Text shown
++++++++

In the last column, I talked about how to read and write from multiple file
descriptors seemingly simultaneously with the select() function call. Using multiplexed I/O
lets programs block while waiting for notification that some file descriptors are ready for reading
or writing.
Using multiplexed I/O of this form is quite common. High-performance network servers —
including mail, workgroup, and Web servers — all must handle multiple simultaneous connections,
often thousands of connections. While select() looks like it would handle this kind of load
just fine, it has a fatal flaw that limits its performance. Figure 1 shows the prototype of
select().
Figure 1: A Prototype of the select() Function int select(int numfd, fd_set * readfds, fd_set * writefds, |
Think about what happens when a program wants to use select() to block until either file
descriptor 1000 or 1001 is ready to be read from. It will have to call select() with a
numfd of 1002 and the appropriate value of readfds. Easy enough, right?
The Problem with select()
Now try to think about things from the kernel’s point of view. The kernel gets a request from a
user-space program to monitor some file descriptors for reading. It knows that the file descriptors
are smaller than 1002, but that’s all it knows. To figure out which file descriptors the program is
interested in, the kernel needs to check all 1,002 file descriptors, safely, one by one.
Needless to say, this is terrible for performance. As most busy servers call select()

++++++++

Your tasks
[A] In the column on select(), reproduce the part that opens with the words containing "Figure 1: A" and closes with "one by one.", substituting "rfds" for every "readfds".
[B] Put this sentence from the column on select() into French: "Needless to say, this is terrible for performance."
[C] In the column on select(), what numfd value must be passed to wait on file descriptor 1000 or 1001?

++++++++

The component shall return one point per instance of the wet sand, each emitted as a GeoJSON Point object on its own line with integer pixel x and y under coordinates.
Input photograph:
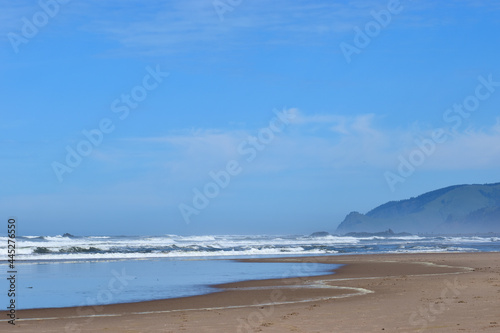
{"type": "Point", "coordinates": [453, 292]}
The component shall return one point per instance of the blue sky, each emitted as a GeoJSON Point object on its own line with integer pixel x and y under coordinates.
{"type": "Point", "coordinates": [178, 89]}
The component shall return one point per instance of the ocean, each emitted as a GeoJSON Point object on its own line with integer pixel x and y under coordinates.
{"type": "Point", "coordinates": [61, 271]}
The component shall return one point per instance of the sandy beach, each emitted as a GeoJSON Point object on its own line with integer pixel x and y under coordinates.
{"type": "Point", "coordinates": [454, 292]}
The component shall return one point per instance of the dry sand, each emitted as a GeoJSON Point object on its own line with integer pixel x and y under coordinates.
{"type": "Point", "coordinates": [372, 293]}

++++++++

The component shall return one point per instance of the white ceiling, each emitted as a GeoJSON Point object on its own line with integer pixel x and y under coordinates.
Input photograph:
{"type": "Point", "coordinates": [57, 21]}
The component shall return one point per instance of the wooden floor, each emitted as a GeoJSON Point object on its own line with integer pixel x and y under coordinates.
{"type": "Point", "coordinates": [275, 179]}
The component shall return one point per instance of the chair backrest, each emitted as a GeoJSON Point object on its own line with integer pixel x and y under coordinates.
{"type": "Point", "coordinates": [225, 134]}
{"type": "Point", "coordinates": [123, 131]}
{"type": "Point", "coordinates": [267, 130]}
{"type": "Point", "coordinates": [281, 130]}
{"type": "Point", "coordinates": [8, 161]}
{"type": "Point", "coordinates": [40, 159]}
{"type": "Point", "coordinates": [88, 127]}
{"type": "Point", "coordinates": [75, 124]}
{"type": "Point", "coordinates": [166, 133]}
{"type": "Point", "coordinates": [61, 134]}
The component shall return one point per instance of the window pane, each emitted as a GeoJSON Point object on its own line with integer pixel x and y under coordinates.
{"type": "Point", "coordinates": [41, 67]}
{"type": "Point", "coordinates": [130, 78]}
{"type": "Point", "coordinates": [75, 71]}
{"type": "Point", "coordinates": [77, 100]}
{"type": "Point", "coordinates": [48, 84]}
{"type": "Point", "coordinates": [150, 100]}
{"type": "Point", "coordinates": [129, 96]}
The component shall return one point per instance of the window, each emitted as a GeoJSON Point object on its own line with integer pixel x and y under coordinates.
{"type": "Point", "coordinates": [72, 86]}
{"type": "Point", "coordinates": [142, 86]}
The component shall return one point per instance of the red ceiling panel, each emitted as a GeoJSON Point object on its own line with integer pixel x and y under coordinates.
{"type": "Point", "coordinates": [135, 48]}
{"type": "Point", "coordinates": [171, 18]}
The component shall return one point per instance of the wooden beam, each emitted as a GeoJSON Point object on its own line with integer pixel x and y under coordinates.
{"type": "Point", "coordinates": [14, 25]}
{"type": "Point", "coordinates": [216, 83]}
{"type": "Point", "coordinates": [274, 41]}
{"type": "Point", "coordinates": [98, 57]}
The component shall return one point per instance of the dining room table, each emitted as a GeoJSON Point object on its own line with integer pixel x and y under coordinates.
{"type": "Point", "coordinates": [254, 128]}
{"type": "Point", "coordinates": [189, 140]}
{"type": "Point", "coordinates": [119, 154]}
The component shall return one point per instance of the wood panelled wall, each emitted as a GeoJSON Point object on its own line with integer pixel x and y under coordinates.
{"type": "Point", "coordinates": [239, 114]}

++++++++

Results for the exercise
[A]
Figure 1: A Prototype of the select() Function int select(int numfd, fd_set * rfds, fd_set * writefds, |
Think about what happens when a program wants to use select() to block until either file
descriptor 1000 or 1001 is ready to be read from. It will have to call select() with a
numfd of 1002 and the appropriate value of rfds. Easy enough, right?
The Problem with select()
Now try to think about things from the kernel’s point of view. The kernel gets a request from a
user-space program to monitor some file descriptors for reading. It knows that the file descriptors
are smaller than 1002, but that’s all it knows. To figure out which file descriptors the program is
interested in, the kernel needs to check all 1,002 file descriptors, safely, one by one.

[B] Inutile de dire que c'est catastrophique pour les performances.

[C] 1002